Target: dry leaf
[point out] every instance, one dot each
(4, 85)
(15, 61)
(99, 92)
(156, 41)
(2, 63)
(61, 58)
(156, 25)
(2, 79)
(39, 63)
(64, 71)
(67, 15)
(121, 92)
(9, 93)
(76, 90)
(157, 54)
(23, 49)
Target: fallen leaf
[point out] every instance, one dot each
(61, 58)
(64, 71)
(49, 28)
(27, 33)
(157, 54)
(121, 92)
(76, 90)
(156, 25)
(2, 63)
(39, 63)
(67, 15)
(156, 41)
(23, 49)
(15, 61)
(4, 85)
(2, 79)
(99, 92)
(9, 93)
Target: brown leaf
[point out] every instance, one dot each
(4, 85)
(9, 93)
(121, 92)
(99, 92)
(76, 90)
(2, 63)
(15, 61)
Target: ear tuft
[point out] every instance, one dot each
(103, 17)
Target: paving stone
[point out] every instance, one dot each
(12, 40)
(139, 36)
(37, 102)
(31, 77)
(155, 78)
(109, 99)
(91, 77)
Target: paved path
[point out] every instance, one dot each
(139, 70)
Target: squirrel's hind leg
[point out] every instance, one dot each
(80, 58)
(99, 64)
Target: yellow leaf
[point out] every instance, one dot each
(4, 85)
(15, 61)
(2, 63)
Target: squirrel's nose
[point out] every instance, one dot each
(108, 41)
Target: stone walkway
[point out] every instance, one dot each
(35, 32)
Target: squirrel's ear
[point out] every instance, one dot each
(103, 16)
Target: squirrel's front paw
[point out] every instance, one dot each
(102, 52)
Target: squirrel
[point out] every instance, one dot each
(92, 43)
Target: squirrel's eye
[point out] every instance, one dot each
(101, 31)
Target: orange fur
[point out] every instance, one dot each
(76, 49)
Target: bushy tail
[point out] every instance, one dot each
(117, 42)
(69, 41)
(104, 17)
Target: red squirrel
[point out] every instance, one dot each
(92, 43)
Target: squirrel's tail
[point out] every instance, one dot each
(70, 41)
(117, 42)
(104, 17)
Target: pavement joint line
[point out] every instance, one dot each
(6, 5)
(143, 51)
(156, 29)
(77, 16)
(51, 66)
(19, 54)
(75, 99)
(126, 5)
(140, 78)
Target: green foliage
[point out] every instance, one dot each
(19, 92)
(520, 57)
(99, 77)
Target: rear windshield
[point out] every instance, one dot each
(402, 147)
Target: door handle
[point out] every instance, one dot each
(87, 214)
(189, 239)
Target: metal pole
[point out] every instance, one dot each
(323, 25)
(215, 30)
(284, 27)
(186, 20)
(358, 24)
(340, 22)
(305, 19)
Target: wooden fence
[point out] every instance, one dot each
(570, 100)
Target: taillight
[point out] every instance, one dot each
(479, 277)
▬▬▬▬▬▬
## Task directions
Return a word-for-word copy of the lines above from the one holding "Target: squirrel's front paw" through the one holding "Target: pavement joint line", with both of them included and nothing besides.

## Response below
Target: squirrel's front paw
[point out] every instance, one dot each
(102, 52)
Target: squirrel
[point out] every instance, one dot each
(92, 43)
Target: squirrel's eye
[point out] every instance, one dot each
(101, 31)
Target: orange fur
[point out] every instance, one dot each
(76, 49)
Target: bushy tail
[point out] every instance, one dot each
(117, 42)
(69, 41)
(104, 17)
Target: red squirrel
[point out] every instance, one dot each
(92, 43)
Target: squirrel's tail
[point out] every instance, one dot each
(70, 41)
(117, 42)
(104, 17)
Target: pavement joint line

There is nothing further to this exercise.